== Task instructions ==
Render every line of the rows below as a JSON array of strings, with one string per line and any blank lines left out.

+ + + +

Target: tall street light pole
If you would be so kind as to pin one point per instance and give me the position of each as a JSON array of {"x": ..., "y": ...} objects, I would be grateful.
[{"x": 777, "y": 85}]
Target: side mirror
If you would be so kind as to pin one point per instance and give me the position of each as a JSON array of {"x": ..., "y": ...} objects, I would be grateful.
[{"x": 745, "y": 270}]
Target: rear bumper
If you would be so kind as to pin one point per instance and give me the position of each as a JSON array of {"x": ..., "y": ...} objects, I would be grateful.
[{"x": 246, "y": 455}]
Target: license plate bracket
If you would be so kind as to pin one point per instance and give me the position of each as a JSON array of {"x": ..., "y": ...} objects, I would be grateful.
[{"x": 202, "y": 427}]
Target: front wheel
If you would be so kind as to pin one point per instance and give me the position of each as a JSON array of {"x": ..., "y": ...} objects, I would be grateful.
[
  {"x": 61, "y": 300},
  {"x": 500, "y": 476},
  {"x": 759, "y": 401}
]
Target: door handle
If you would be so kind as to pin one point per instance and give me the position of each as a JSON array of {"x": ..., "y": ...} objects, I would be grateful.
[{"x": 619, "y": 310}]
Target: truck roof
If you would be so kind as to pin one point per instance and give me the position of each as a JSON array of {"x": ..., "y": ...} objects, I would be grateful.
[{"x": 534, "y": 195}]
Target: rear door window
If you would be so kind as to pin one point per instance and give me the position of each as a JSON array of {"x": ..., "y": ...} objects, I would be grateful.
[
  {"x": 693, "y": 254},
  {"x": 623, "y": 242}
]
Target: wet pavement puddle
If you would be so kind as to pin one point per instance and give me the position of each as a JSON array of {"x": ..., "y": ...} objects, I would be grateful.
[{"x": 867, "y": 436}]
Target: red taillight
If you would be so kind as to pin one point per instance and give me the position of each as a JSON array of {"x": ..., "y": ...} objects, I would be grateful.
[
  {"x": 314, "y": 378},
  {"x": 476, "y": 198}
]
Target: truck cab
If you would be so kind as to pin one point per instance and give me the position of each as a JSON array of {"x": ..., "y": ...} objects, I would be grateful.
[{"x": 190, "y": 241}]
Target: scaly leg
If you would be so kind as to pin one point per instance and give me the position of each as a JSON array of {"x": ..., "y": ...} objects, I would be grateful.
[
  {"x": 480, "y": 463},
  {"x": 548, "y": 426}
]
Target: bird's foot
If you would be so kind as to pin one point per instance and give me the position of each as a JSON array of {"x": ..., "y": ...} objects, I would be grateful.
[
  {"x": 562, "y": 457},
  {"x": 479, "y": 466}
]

+ + + +

== Correct response ==
[
  "Target: tall street light pole",
  "If you would be so kind as to pin one point per instance and give me the position of each as a JSON array of {\"x\": ..., \"y\": ...} objects, I would be grateful.",
  "[{\"x\": 777, \"y\": 85}]",
  "Target: side mirror",
  "If you would be so kind as to pin one point per instance and give me the position of each as a JSON array of {\"x\": ..., \"y\": ...} objects, I would be grateful.",
  "[{\"x\": 745, \"y\": 270}]",
  "Target: rear bumper",
  "If you would be so kind as to pin one point per instance and give me the position of each as a JSON array of {\"x\": ..., \"y\": ...} objects, I would be grateful.",
  "[{\"x\": 246, \"y\": 455}]",
  "Target: license plate bracket",
  "If you would be so kind as to pin one point per instance and give me the position of each as a JSON array of {\"x\": ..., \"y\": ...} objects, I would be grateful.",
  "[{\"x\": 202, \"y\": 427}]",
  "Target: front wheel",
  "If you would be so kind as to pin one point per instance and give me the position of each as a JSON array of {\"x\": ..., \"y\": ...} objects, I would be grateful.",
  "[",
  "  {\"x\": 61, \"y\": 300},",
  "  {\"x\": 500, \"y\": 476},",
  "  {\"x\": 759, \"y\": 401}",
  "]",
  "Target: door handle",
  "If you would be so kind as to pin one point per instance and give me the position of each as a JSON array of {\"x\": ..., \"y\": ...} objects, I would be grateful.",
  "[{\"x\": 619, \"y\": 310}]",
  "Target: truck roof",
  "If you would be so kind as to pin one point per instance and give me the position of each as a JSON array of {\"x\": ..., \"y\": ...} objects, I would be grateful.",
  "[{\"x\": 534, \"y\": 195}]",
  "Target: rear door window",
  "If you would be so kind as to pin one point per instance and give me the position of each as a JSON array of {\"x\": ..., \"y\": ...} objects, I would be grateful.",
  "[",
  "  {\"x\": 693, \"y\": 254},",
  "  {\"x\": 623, \"y\": 242}",
  "]",
  "Target: wet pavement puddle",
  "If you would be so kind as to pin one point per instance and give me the position of each as a JSON array of {\"x\": ..., \"y\": ...} objects, I would be grateful.",
  "[{\"x\": 867, \"y\": 436}]",
  "Target: red taillight",
  "If you would be so kind as to pin one point per instance and give me the position of each as a JSON array of {\"x\": ..., \"y\": ...} objects, I would be grateful.",
  "[",
  "  {\"x\": 314, \"y\": 378},",
  "  {\"x\": 476, \"y\": 198}",
  "]",
  "Target: truck cab",
  "If you would be so kind as to pin one point per instance and give me the position of each as a JSON array of {\"x\": ..., \"y\": ...} objects, I would be grateful.",
  "[{\"x\": 190, \"y\": 241}]",
  "Target: scaly leg",
  "If you would be so kind as to pin one point per instance and give me the position of each as a JSON array of {\"x\": ..., \"y\": ...} objects, I would be grateful.",
  "[",
  "  {\"x\": 480, \"y\": 463},",
  "  {\"x\": 548, \"y\": 426}",
  "]",
  "Target: bird's foot",
  "If you would be so kind as to pin one point per instance and give me the position of each as a JSON array of {\"x\": ..., \"y\": ...} objects, I would be grateful.",
  "[",
  "  {\"x\": 562, \"y\": 457},",
  "  {\"x\": 479, \"y\": 466}",
  "]"
]